- [À FAIRE]: Traduisez en anglais cette phrase du texte de lecture consacré au roman « L’or vert du Sangha » : « La journaliste Claire Dorval est envoyée par sa production pour couvrir l’évènement et faire une série de documentaires sur le pays. »

Titre : L’or vert du Sangha
Auteur : Pierre Pouchairet
Édition : Filature(s) (23/09/2022)
Résumé :
Les élections présidentielles approchent au Sangha, pays fictif situé quelque part entre le Cameroun, la R.D.C et le Gabon. Le vieux président, dont les sondages prédisent la victoire avec 80% des suffrages, se prépare sans crainte à son sixième mandat…
Mais un challenger, le charismatique ancien footballeur Luc Otsiemi, coaché par un directeur de campagne français, gagne du terrain.
La journaliste Claire Dorval est envoyée par sa production pour couvrir l’évènement et faire une série de documentaires sur le pays.
Alors qu’elle glane des infos, le corps d’un de ses collègues est retrouvé à proximité d’une exploitation sauvage de bois précieux, le kevazingo, dont l’exportation est officiellement interdite…
Une enquête sanglante au coeur du trafic de bois, qui met à découvert les intérêts français, hérités de la France-Afrique, comme ceux étrangers, notamment chinois.
Critique :
Sans la chronique de Pierre (Black Novel 1), jamais je n’aurais eu l’envie de lire ce mélange de polar, d’enquête journalistique et de politique, dans un pays imaginaire d’Afrique centrale.
De quoi ça parle ? Vous prenez un shaker et vous y introduisez les ingrédients suivants : des personnages réalistes, un vieux dictateur africain qui s’accroche à son poste, la mort chelou d’un journaliste français, la déforestation et la coupe d’arbres protégés, un policier qui aime les vêtements voyants, des magouilles, des mafiosi, des Chinois trafiquants, des petits villages perdus dans les forêts, des croyances vaudous, de la drogue, des élections bidons et vous secouez fortement.
Ajoutez une touche d’écologie, quelques glaçons pour donner des sueurs froides et assaisonnez le tout avec de la poudre pour balle. Cocktail explosif qui vous vrille les entrailles à certains moments et qui vous glace la couenne, sans que les températures extérieures entrent en ligne de compte.
Ce roman policier n’est pas un thriller qui va à cent à l’heure, où chaque chapitre se termine par un rebondissement.

- [DOCUMENTS FOURNIS]:

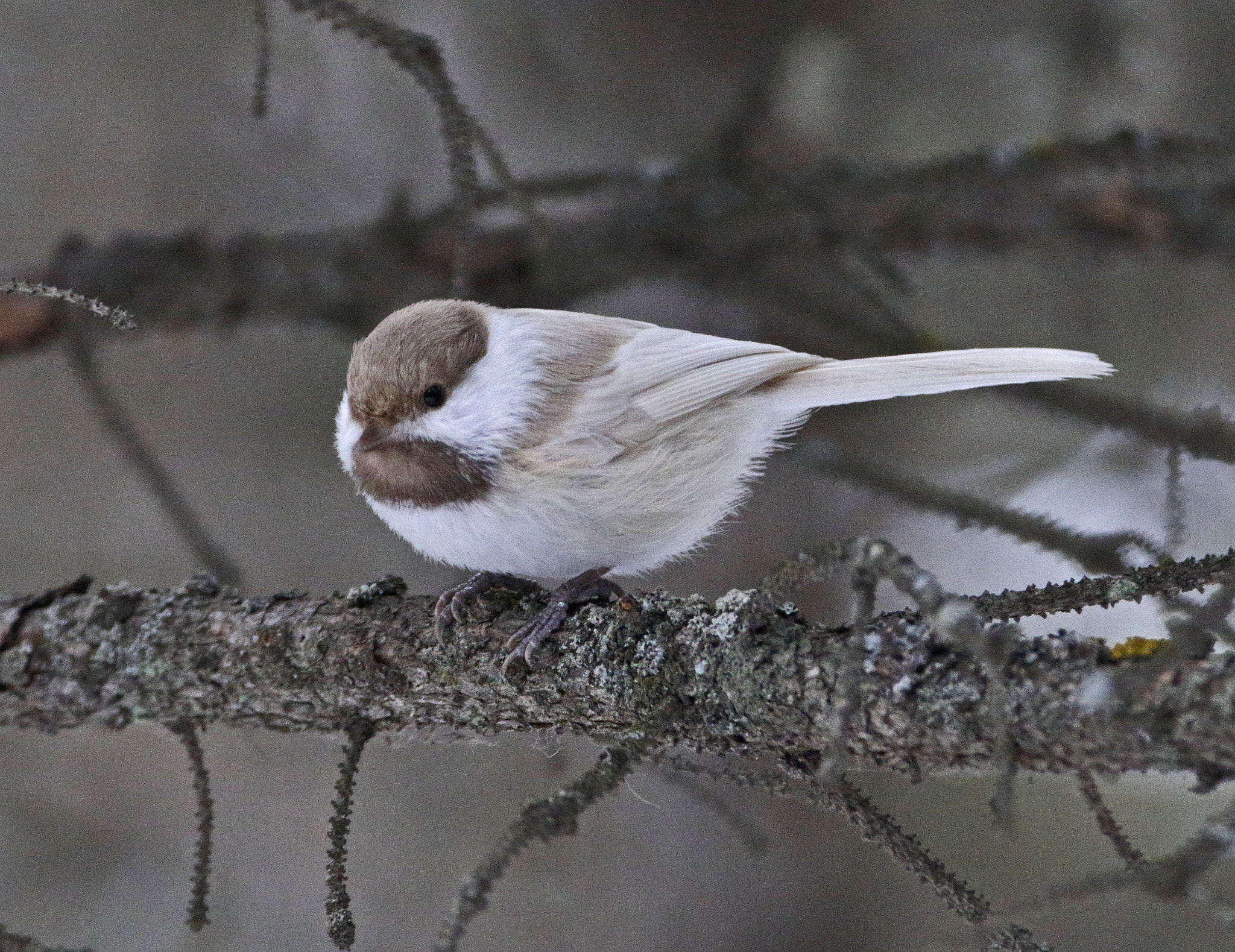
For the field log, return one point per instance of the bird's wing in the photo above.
(661, 374)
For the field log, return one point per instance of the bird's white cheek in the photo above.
(347, 431)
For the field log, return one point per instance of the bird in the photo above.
(526, 444)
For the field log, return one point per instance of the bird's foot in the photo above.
(587, 585)
(452, 604)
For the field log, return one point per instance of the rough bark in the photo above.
(745, 676)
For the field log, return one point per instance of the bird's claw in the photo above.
(582, 588)
(452, 604)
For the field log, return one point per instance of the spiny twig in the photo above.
(1094, 552)
(119, 318)
(1167, 578)
(842, 796)
(340, 925)
(462, 134)
(187, 731)
(141, 457)
(552, 816)
(1107, 822)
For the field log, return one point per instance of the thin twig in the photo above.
(262, 71)
(462, 134)
(141, 457)
(1175, 512)
(1094, 552)
(340, 925)
(1167, 578)
(754, 839)
(119, 318)
(552, 816)
(1107, 822)
(842, 796)
(187, 731)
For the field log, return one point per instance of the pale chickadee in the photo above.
(528, 443)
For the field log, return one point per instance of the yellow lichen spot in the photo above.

- [RÉSULTAT OBTENU]: The journalist Claire Dorval is sent by her production company to cover the event and make a series of documentaries about the country.